Goal |
Find the lines in the material below that contain the word "every", and copy all of them out.

Records |
(begin)

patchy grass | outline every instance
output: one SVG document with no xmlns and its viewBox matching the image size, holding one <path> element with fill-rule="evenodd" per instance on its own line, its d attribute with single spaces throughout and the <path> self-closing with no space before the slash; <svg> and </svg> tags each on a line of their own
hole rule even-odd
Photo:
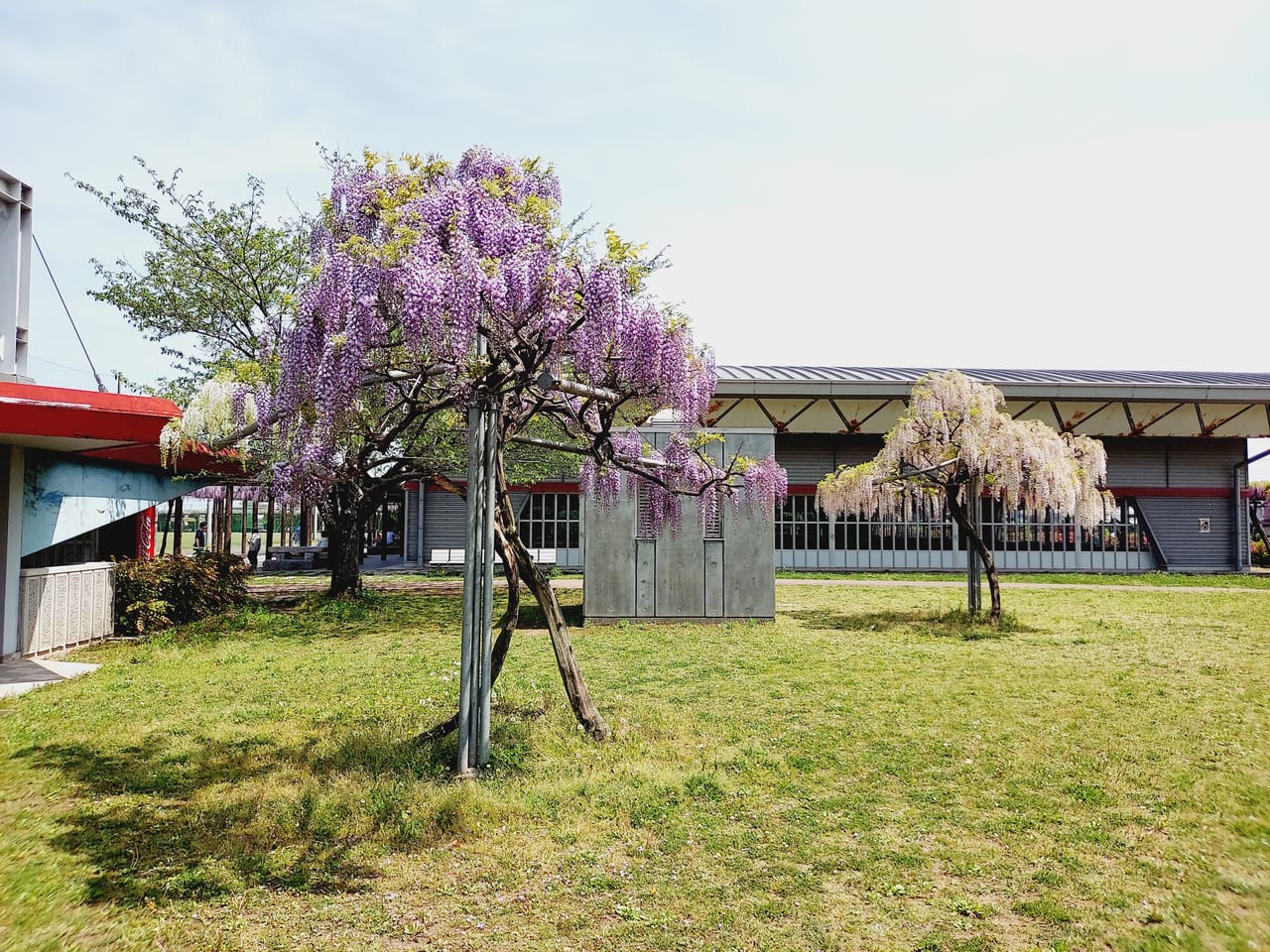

(end)
(begin)

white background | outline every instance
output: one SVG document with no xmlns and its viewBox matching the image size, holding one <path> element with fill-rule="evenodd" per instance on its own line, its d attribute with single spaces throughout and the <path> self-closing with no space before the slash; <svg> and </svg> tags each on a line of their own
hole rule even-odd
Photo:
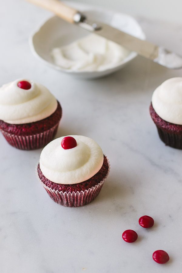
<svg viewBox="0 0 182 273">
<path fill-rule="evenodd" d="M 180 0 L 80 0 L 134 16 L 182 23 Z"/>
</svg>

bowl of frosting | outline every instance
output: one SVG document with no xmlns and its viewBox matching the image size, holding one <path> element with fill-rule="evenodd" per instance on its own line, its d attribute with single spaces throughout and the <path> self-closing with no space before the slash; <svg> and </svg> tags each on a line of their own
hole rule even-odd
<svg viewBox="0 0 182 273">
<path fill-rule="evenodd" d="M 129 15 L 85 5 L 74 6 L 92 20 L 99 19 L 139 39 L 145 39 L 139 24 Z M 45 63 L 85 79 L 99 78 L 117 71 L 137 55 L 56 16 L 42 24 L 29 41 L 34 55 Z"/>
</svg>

(end)

Output of the exercise |
patchy grass | outline every instance
white background | outline every instance
bowl of frosting | outline every instance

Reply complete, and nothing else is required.